There is something about the idea of families on relief having bank accounts, however vestigial, that the public cannot apparently endure. The rare case of some slick rascal who gets his family on relief while he still keeps his own sizeable hoard intact is always good for newspaper headlines if not for a public scandal. It is this occasional grafter who is responsible for the rigidity of rules which “just don’t make sense” and which, in the opinion of those close-in to their administration, work unnecessary humiliation on numbers of sincere, self‑respecting people helpless in the cogs of the great relief machine.

Take for instance the rule in an up-state New York city. If a family has “fraudulently obtained aid,” — and that literally construed means concealing any bank account whatsoever — the City Court will order the head of the family to reimburse the Department for whatever amount of relief the family received, but the head of the family may be given the alternative of serving time in the penitentiary. In either event, after the head of the family makes restitution in cash, which exhausts his resources, or if he goes to prison leaving the family without adequate support, the Department is still liable for the support of the family.

Home visit by a worker to develop a financial plan with a client.
Home visit by a worker to develop a financial plan with a client. Library of Congress (1939)

The application of this rule to the Martin family would have obliged Mr. Martin to hand over his residual $23.47 to the public department or go to jail, though in neither case would it have made the slightest difference to the status of his family on the relief roll. Its one accomplishment would have been to turn the knife in the wound of his humiliation.

“We do not quarrel with the principle that families should use their own resources before they ask for public aid,” said the supervisor of a big city district with twenty years of case work behind her. “We believe that the principle should stand and the application be a matter of adjustment to the individual case. If our families knew in the beginning that this was a principle to be applied reasonably and not as a rigid rule they would have much less incentive to lie about the last remnant of their savings and we should be able to establish a much better relationship with them. But since we have the rule on the books, the best we can do is to make the inquiry and the subsequent check-up on bank accounts as routine and business-like as possible.

“We try our best to have our investigators avoid pressure and veiled threats where they suspect hidden resources, while they explain that in the present situation relief cannot be given while resources remain and that just as an employer checks up on references or a store on its charge accounts, we must ask their statements. It’s all just as straight and simple and direct as we can make it, and nine times out of ten the client meets its on that ground.

“We check every application by virtue of a highly confidential arrangement with the banks — and that, if you please is an anomaly that I won’t dwell on now — and, though it goes against my grain, I’m inclined to think that, in a relief operation as wholesale as this one, it is a good procedure.

********************

(Challenges)
1 – Name every institution that the passage on relief families and bank accounts refers to by a capitalized title.
2 – From the passage on relief families and bank accounts, copy the words starting with "The application of" and going on through "of his humiliation.".

********************

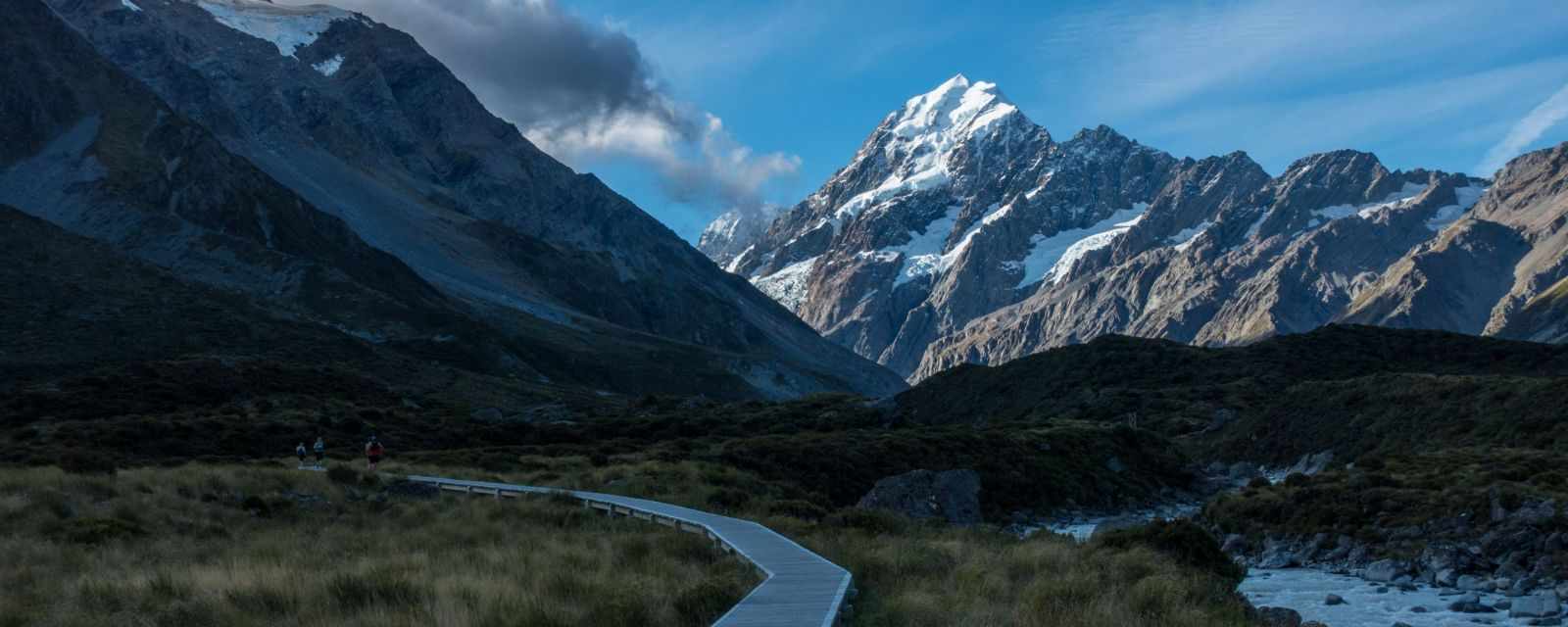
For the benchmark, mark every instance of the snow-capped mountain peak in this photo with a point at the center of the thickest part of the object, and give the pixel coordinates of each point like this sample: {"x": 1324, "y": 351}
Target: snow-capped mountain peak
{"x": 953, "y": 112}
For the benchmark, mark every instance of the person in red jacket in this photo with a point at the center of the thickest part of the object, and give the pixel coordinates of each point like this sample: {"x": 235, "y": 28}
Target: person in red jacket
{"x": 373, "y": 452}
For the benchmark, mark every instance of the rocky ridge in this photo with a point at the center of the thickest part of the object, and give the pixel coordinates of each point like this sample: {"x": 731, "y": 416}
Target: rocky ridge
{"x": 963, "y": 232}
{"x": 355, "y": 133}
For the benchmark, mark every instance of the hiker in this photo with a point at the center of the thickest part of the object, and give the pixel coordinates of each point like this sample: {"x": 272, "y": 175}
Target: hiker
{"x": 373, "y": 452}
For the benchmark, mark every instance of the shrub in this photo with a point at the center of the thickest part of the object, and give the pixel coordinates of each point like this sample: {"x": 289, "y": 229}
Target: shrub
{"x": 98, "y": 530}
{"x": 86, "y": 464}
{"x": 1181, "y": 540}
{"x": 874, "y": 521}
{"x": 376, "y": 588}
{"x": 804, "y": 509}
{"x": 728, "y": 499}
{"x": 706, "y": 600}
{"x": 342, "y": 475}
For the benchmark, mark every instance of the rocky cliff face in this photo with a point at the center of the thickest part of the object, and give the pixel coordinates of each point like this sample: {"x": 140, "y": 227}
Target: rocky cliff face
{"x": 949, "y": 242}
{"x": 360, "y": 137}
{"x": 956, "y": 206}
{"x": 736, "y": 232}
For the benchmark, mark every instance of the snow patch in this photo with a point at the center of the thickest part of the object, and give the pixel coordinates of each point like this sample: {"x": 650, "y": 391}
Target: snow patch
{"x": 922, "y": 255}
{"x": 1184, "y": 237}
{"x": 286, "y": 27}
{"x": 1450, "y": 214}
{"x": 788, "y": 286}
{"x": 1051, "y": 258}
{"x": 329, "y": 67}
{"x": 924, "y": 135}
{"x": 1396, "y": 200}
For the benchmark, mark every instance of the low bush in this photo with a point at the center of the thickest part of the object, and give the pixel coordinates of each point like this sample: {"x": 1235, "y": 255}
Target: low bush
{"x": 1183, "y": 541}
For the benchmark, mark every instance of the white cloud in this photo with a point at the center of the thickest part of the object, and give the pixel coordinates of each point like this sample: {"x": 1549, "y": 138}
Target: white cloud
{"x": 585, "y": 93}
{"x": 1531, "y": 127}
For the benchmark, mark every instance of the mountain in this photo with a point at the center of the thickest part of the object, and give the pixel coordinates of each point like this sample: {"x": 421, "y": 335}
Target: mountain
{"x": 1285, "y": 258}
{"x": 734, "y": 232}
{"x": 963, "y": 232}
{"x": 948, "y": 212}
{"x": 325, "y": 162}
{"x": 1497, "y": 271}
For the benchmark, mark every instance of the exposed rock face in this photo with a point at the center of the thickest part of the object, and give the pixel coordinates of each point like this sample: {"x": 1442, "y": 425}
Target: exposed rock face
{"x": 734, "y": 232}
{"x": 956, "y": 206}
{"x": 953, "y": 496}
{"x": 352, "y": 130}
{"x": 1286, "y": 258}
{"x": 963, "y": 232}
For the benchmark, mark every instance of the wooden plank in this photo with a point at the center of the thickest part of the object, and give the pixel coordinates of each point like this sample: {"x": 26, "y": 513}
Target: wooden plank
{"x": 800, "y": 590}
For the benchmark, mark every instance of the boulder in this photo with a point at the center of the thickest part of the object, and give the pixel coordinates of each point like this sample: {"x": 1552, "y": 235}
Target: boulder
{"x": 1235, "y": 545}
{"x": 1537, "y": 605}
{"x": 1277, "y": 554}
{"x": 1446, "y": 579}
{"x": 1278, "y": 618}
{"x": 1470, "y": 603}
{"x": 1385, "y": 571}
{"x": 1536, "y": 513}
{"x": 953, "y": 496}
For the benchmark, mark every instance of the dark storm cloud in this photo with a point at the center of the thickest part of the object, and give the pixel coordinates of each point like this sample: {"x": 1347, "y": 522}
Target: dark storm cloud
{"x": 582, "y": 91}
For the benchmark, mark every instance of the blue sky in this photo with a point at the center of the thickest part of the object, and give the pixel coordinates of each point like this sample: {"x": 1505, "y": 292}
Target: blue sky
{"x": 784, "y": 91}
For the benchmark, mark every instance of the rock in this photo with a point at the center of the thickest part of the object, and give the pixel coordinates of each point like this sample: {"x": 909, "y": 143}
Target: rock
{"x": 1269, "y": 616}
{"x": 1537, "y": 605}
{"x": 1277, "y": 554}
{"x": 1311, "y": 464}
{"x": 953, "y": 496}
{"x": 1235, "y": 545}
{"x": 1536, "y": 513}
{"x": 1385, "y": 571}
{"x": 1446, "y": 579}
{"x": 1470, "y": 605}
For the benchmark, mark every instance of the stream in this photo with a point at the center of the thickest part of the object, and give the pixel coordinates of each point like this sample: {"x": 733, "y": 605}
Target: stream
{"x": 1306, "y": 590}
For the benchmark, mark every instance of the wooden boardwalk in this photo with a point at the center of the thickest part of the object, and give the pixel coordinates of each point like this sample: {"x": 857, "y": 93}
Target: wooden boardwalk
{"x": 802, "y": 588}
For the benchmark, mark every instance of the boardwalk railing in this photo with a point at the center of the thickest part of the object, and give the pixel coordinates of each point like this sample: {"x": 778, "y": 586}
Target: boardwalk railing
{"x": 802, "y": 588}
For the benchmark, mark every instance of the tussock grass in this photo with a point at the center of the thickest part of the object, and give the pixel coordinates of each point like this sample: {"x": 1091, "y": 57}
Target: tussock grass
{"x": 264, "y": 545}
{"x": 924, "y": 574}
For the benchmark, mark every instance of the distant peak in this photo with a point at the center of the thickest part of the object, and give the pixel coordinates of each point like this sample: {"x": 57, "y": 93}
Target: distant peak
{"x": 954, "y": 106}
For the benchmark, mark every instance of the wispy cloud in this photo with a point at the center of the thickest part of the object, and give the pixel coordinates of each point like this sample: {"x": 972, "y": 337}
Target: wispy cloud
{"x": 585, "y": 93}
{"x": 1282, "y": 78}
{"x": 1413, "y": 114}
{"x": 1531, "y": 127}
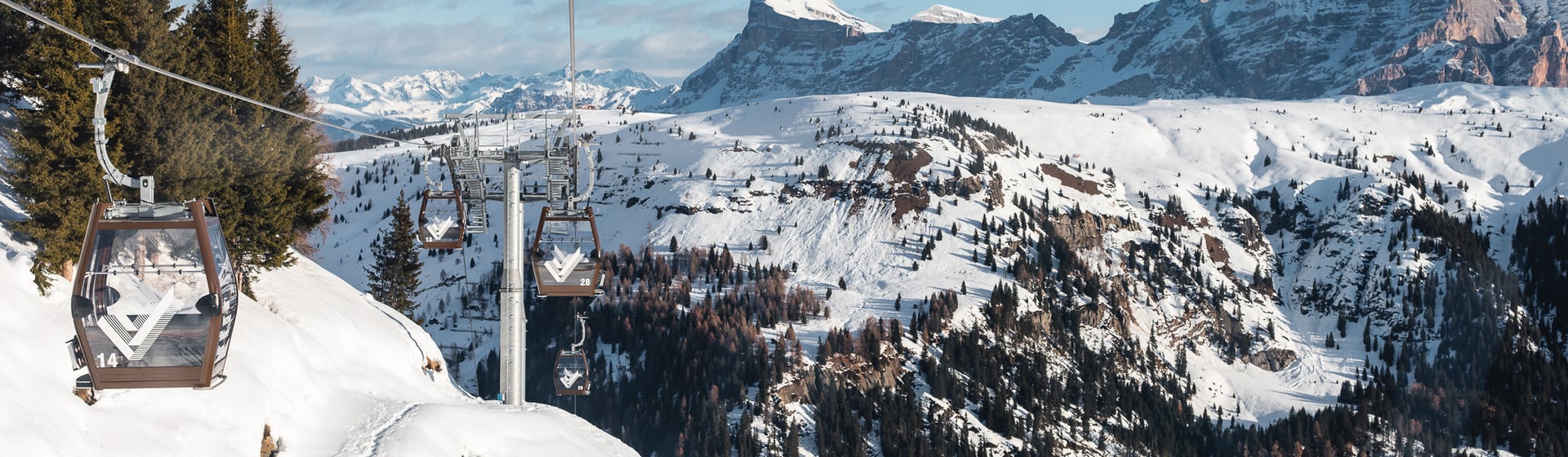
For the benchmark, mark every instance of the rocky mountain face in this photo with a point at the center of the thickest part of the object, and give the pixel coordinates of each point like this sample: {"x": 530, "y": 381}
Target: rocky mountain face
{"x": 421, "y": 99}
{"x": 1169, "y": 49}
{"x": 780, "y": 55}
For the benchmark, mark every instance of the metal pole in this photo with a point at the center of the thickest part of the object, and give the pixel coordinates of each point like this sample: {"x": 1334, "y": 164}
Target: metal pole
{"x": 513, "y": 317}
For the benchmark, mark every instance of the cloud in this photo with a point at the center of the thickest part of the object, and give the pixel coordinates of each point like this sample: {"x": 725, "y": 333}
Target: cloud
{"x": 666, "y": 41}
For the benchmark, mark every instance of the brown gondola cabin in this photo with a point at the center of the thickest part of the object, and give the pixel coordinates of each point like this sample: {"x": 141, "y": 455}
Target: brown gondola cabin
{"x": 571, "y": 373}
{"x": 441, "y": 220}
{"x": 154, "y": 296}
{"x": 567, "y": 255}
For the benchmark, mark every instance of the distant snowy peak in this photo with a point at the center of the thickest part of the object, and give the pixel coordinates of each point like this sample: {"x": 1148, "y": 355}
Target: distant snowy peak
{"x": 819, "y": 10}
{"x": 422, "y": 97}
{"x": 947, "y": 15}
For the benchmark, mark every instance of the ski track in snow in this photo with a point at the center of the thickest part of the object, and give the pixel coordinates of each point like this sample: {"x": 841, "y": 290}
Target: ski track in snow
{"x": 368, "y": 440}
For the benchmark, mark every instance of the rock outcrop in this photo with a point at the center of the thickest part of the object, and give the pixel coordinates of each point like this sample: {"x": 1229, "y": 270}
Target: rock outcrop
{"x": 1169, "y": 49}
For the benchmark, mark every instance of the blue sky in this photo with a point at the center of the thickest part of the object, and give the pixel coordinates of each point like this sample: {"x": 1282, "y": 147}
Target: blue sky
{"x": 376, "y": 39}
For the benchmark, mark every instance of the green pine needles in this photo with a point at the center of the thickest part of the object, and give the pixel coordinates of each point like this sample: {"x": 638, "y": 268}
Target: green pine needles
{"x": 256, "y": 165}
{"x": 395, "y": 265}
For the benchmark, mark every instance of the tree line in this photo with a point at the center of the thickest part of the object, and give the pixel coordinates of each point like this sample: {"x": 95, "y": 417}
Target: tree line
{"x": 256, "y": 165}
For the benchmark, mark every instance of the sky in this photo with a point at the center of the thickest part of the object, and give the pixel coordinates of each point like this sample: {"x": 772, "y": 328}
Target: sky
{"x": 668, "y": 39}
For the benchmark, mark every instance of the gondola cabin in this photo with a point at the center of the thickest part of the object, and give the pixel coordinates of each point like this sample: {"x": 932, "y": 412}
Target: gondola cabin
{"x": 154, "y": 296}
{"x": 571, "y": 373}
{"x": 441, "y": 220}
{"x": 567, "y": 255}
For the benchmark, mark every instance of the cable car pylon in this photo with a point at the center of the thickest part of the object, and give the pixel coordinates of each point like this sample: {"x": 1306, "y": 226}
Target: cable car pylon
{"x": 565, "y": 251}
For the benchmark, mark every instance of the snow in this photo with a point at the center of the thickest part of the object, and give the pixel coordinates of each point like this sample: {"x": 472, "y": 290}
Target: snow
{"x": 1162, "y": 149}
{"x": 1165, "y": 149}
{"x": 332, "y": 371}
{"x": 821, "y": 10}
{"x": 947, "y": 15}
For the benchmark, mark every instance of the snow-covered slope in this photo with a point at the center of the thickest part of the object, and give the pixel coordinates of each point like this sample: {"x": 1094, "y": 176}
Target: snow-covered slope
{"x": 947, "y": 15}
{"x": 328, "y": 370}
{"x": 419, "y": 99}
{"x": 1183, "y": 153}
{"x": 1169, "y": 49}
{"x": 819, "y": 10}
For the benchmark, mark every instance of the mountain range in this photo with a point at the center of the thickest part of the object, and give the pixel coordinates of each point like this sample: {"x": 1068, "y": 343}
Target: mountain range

********************

(Solutions per task)
1 –
City Court
the Department
Library of Congress

2 –
The application of this rule to the Martin family would have obliged Mr. Martin to hand over his residual $23.47 to the public department or go to jail, though in neither case would it have made the slightest difference to the status of his family on the relief roll. Its one accomplishment would have been to turn the knife in the wound of his humiliation.